-- WHAT IS BEING ASKED --
Reproduce everything from the start of the records below down through the line containing "column 69, row 530", replacing "Query" with "Label" and changing nothing else.

== MATERIALS PROVIDED

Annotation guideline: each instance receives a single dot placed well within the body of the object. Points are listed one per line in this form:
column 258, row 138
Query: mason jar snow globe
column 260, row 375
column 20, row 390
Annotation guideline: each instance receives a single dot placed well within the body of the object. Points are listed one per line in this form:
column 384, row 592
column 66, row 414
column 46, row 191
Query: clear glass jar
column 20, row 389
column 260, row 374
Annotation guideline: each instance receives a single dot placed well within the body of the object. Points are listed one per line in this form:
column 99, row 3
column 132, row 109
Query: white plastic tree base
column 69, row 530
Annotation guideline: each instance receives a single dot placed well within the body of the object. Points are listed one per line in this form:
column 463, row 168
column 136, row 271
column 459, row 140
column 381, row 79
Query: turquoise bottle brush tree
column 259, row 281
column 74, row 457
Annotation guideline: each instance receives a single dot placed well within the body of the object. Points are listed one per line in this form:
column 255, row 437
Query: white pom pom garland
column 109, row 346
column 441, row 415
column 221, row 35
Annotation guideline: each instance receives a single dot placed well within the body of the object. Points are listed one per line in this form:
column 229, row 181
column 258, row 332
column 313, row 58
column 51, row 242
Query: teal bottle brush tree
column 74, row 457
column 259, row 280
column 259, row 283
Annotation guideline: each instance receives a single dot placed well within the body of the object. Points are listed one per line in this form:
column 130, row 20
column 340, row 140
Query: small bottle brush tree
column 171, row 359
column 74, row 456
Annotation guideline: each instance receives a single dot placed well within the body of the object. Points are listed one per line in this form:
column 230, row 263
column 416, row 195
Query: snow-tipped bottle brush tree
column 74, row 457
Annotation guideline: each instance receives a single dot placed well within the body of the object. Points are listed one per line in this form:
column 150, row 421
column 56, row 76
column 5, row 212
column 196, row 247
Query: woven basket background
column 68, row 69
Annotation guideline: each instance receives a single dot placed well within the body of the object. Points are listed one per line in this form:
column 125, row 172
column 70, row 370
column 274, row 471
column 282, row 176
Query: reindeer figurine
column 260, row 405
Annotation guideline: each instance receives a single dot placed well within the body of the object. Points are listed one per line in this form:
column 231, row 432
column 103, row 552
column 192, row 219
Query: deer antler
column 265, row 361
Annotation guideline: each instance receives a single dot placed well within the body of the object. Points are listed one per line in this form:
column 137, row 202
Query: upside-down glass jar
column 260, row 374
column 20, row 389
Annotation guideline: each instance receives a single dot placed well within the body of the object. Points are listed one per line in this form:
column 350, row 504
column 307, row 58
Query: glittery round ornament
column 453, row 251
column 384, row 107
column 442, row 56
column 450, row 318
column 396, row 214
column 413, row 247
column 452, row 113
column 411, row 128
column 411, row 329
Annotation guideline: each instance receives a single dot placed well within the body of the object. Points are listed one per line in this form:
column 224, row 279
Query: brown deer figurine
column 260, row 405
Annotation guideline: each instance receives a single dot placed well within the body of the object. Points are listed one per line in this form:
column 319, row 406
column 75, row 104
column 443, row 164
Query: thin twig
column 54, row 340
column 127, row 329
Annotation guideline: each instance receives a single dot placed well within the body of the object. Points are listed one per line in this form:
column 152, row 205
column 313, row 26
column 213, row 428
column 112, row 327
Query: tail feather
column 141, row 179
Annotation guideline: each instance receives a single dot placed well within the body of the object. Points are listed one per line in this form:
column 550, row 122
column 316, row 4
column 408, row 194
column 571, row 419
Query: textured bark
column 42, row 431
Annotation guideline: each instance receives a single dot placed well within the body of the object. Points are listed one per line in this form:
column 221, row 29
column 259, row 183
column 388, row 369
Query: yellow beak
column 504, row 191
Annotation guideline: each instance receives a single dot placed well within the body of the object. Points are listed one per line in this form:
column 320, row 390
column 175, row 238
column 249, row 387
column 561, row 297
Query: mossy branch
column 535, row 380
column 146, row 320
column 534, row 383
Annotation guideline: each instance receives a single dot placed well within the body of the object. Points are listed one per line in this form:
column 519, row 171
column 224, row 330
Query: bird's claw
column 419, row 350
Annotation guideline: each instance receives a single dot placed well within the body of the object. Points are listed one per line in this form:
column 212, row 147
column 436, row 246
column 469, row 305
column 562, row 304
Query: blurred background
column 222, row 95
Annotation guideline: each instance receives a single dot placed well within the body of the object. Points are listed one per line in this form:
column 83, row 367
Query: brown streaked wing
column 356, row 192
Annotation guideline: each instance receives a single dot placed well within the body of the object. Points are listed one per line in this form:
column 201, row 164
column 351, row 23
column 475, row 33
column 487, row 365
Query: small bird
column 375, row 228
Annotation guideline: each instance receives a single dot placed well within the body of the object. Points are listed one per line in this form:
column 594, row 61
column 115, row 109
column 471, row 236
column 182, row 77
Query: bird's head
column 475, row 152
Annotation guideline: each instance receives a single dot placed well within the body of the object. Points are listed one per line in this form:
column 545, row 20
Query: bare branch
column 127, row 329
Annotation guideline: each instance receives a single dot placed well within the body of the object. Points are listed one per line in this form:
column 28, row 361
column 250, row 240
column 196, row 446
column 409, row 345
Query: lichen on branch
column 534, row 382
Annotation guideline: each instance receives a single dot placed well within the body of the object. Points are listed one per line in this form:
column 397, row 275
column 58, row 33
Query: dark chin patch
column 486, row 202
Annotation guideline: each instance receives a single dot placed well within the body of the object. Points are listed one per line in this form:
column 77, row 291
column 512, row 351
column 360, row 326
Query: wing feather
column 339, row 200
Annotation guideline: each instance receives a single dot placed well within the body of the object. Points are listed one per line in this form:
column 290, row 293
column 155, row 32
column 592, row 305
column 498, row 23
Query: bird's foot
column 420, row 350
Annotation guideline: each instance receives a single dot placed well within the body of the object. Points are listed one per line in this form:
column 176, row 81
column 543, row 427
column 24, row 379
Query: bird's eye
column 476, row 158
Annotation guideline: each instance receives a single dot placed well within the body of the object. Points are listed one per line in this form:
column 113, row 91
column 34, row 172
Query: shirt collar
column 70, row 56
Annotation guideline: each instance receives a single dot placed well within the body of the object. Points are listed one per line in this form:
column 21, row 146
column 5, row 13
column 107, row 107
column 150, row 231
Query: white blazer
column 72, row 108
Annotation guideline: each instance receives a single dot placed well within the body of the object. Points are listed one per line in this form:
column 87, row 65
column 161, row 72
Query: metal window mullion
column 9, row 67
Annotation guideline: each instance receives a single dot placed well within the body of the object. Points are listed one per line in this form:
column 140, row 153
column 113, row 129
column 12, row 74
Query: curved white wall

====

-- EXERCISE ANSWER --
Annotation guideline: each instance receives a single dot placed well within the body of the object. Points are listed one per line in this form:
column 258, row 138
Label: mason jar snow globe
column 260, row 375
column 20, row 390
Annotation guideline: each instance receives a single dot placed well within the body of the object. Points are listed one per line in this form:
column 384, row 592
column 66, row 414
column 46, row 191
Label: clear glass jar
column 20, row 389
column 260, row 374
Annotation guideline: each instance receives a single dot placed well within the body of the object. Points are listed one per line in this form:
column 99, row 3
column 132, row 109
Label: white plastic tree base
column 69, row 530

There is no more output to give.